GENERASI MUDA BANGUN GERAKAN MAHASISWA UIN SGD BDG
Menanggapi tema di atas, Dudi Rustandi mengatakan bahwa kita mesti menengok kembali sejarah perjuangan pemuda (mahasiswa) , sebab mahasiswa merupakan tonggak sejarah bangsa. Selain itu, Pria kelahiran Garut ini lebih menitik beratkan pada bahaya “politisasi eksistensi”. Sambil mengutip ungkapan
Senada dengan Dudi Rustandi, Edi Rusyandi pun memaparkan bahwa kita harus belajar dari sejarah perjuangan pemuda (mahasiswa) guna memahami gerakan mahasiswa, katanya.
“Gerakan mahasiswa,” lanjutnya, “tidak dapat dipahami hanya dengan logika dan pendekatan linier yang terkadang menyempitkan makna serta menghilangkan kontek gerakan itu sendiri. Kontek yang dimaksud adalah dua kondisi yang saling terkait. pertama, kondisi subjektif, yakni sejumlah variabel yang melekat dengan kepentingan mahasiswa, pengakuan karena memiliki kelebihan-kelebihan tertentu. kedua, kondisi objektif, yakni kondisi-kondisi yang berada diluar diri dan secara signifikan mempengaruhi pemikiran, sikap dan tindakan,” ungkap mahasiswa PAI itu sambil membaca teks dari makalahnya.
Sedikit lebih klise dari kedua pembicara sebelumnya, Adam Ramula menjelaskan bahwa krisis yang terjadi didalam tubuh pergerakan mahasiswa itu disebabkan karena terkikisnya tindakan amar ma’ruf nahy munkar dalam bingkai jamaah, ujar alumnus ITB itu.

DATA YANG DIBERIKAN ->
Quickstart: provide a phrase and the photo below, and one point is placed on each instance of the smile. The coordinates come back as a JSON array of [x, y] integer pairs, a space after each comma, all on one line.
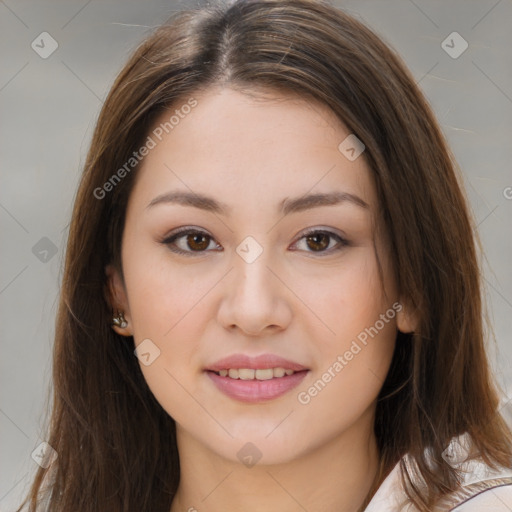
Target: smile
[[255, 379]]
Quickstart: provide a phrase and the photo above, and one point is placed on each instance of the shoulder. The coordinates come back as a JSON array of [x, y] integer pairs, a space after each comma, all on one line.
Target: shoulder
[[495, 499]]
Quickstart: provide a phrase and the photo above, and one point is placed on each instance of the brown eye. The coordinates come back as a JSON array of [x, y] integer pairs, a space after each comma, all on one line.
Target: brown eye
[[318, 241], [198, 241], [188, 241]]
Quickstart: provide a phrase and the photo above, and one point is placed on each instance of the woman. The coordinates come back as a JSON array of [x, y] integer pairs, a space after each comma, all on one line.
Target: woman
[[271, 297]]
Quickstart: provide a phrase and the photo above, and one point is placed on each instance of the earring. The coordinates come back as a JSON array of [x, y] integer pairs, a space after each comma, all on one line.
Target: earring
[[120, 320]]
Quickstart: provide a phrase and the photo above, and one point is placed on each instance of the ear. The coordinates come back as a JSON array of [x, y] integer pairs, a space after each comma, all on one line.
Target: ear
[[407, 320], [117, 298]]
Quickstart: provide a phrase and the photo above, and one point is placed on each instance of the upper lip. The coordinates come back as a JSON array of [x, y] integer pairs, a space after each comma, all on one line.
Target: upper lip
[[263, 362]]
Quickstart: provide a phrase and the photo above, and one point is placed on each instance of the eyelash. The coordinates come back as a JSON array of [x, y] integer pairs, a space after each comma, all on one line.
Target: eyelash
[[170, 240]]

DAFTAR TUGAS ->
A: Tuliskan kembali secara persis bagian teks tentang gerakan mahasiswa yang dimulai dengan "GENERASI MUDA BANGUN" dan berlanjut sampai "gerakan mahasiswa, katanya.".
B: Lanjutkan teks tentang gerakan mahasiswa dari titik akhirnya.

KUMPULAN JAWABAN ->
A:
GENERASI MUDA BANGUN GERAKAN MAHASISWA UIN SGD BDG
Menanggapi tema di atas, Dudi Rustandi mengatakan bahwa kita mesti menengok kembali sejarah perjuangan pemuda (mahasiswa) , sebab mahasiswa merupakan tonggak sejarah bangsa. Selain itu, Pria kelahiran Garut ini lebih menitik beratkan pada bahaya “politisasi eksistensi”. Sambil mengutip ungkapan
Senada dengan Dudi Rustandi, Edi Rusyandi pun memaparkan bahwa kita harus belajar dari sejarah perjuangan pemuda (mahasiswa) guna memahami gerakan mahasiswa, katanya.

B:
Ironisnya, di tengah-tengah kemelut yang melanda bangsa kita dan kuatnya laju pergerakan mahasiswa pasca reformasi yang kian hari semakin mencari identitas serta membangun kesadaran dan kesinergisan antara gerakan mahasiswa dalam memperjuangankan Islam, maka tidak ada cara lain, ungkap pentolan Gema Pembebasan itu, “selain mengganti sistem yang ada dengan sistem Islam melalui penegakan syariat Islam secara kaffah,”, tutur pria yang pakai kemeja itu.
Lebih lanjut Pria kelahiran Cicalenggka itu, menambahkan bahwa tahapan yang mesti di lalui guna tercapainya cita-cita yang mulia itu, yakni dengan menyamakan visi dan misi terlebih dahulu, katanya.
Dalam menyikapi gerakan mahasiswa bagi dedengkot PMII itu, tiada jalan keluar selain menjadikan Islam sebagai payung ideologi gerakan mahasiswa, ungkap mantan DLMJ PAI itu.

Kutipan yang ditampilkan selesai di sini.